Trauma is often the result of an overwhelming amount of stress that exceeds one's ability to cope or integrate the emotions involved with that experience. This can sometimes lead to a sense of experiencing yourself as 'Shattered '.
If you are someone who has gone through a traumatic experience, you may be struggling with upsetting emotions, frightening memories, or a sense of constant danger. You may feel numb, disconnected, and unable to trust other people. When bad things happen, it can take a while to get over the pain and feel safe again.
With the right support, you can explore different ways to manage and cope - whether the traumatic event happened years ago or yesterday, you can heal and move on.
Childhood sexual and physical abuse ranges from fondling to rape and from severe spankings to life-threatening beatings. Studies of retrospective child abuse suggest that approximately 25–35 per cent of women and 10–20 per cent of men, if asked, describe being sexually abused as children and 10–20 per cent of men and women report experiences of physical abuse. Many children are also psychologically abused and/or neglected, as well.
Psychological abuse, also referred to as emotional abuse or mental abuse, is a form of abuse characterised by a person subjecting or exposing another to behaviour that may result in psychological trauma, including anxiety, chronic depression, or post-traumatic stress disorder. Such abuse is often associated with situations of power imbalance, such as abusive relationships, bullying, and abuse in the workplace
Rape & Sexual or Physical Assault
Rape can be defined as non-consensual sexual penetration through the use of threat or physical force, or when the victim is incapable of giving consent (for example, when under the influence of drugs or alcohol, or when he or she is otherwise cognitively impaired).
Stranger assault refers to muggings, beatings, stabbings, shootings and other violent actions against a person not well known to the assailant.
Emergency Worker Exposure to Trauma
Because emergency workers often encounter potentially traumatic events, it is not surprising that those who help the traumatised may become traumatised themselves. Among those known to be at risk for such work-related stress are fire-fighters, rescue workers, paramedics and other emergency medical personnel.
War is a common and relatively powerful source of enduring psychological disturbance. Posttraumatic difficulties have been described in veterans of all wars. War involves a very wide range of violent and traumatic experiences, including immediate threat of death, witnessing injury and/or death of others, and involvement of injuring or killing others.
“There are wounds that never show on the body that are deeper and more hurtful than anything that bleeds.”

What the exercise asks: Can you reproduce the whole passage on trauma above, word for word?

Supplied entries:
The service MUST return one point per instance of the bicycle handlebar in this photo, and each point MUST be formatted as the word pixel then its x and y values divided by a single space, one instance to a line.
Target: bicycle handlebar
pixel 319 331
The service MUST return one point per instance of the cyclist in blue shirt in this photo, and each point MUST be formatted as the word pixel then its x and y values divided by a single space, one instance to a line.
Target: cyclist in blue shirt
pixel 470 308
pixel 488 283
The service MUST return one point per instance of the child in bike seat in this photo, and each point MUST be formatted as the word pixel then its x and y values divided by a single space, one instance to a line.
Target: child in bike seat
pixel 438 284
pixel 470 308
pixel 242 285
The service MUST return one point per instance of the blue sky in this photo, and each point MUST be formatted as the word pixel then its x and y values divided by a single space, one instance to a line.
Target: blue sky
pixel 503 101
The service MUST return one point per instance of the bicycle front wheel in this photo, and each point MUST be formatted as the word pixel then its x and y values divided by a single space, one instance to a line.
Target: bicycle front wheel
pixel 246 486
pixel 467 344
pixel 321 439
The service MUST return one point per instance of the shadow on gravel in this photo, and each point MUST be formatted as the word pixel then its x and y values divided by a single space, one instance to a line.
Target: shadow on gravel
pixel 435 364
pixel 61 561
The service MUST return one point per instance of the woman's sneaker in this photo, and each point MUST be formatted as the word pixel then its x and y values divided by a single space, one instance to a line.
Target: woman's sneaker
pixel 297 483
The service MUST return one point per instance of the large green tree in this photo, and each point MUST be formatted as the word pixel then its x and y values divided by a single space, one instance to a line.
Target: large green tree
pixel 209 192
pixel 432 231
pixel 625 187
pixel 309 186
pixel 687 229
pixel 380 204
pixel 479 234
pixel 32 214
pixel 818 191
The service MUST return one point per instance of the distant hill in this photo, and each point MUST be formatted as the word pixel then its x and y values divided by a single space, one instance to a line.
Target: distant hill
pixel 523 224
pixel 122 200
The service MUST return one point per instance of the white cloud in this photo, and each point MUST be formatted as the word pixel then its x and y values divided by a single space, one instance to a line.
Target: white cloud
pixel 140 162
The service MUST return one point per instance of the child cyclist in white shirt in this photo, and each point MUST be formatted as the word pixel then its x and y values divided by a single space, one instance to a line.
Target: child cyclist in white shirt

Expected answer:
Trauma is often the result of an overwhelming amount of stress that exceeds one's ability to cope or integrate the emotions involved with that experience. This can sometimes lead to a sense of experiencing yourself as 'Shattered '.
If you are someone who has gone through a traumatic experience, you may be struggling with upsetting emotions, frightening memories, or a sense of constant danger. You may feel numb, disconnected, and unable to trust other people. When bad things happen, it can take a while to get over the pain and feel safe again.
With the right support, you can explore different ways to manage and cope - whether the traumatic event happened years ago or yesterday, you can heal and move on.
Childhood sexual and physical abuse ranges from fondling to rape and from severe spankings to life-threatening beatings. Studies of retrospective child abuse suggest that approximately 25–35 per cent of women and 10–20 per cent of men, if asked, describe being sexually abused as children and 10–20 per cent of men and women report experiences of physical abuse. Many children are also psychologically abused and/or neglected, as well.
Psychological abuse, also referred to as emotional abuse or mental abuse, is a form of abuse characterised by a person subjecting or exposing another to behaviour that may result in psychological trauma, including anxiety, chronic depression, or post-traumatic stress disorder. Such abuse is often associated with situations of power imbalance, such as abusive relationships, bullying, and abuse in the workplace
Rape & Sexual or Physical Assault
Rape can be defined as non-consensual sexual penetration through the use of threat or physical force, or when the victim is incapable of giving consent (for example, when under the influence of drugs or alcohol, or when he or she is otherwise cognitively impaired).
Stranger assault refers to muggings, beatings, stabbings, shootings and other violent actions against a person not well known to the assailant.
Emergency Worker Exposure to Trauma
Because emergency workers often encounter potentially traumatic events, it is not surprising that those who help the traumatised may become traumatised themselves. Among those known to be at risk for such work-related stress are fire-fighters, rescue workers, paramedics and other emergency medical personnel.
War is a common and relatively powerful source of enduring psychological disturbance. Posttraumatic difficulties have been described in veterans of all wars. War involves a very wide range of violent and traumatic experiences, including immediate threat of death, witnessing injury and/or death of others, and involvement of injuring or killing others.
“There are wounds that never show on the body that are deeper and more hurtful than anything that bleeds.”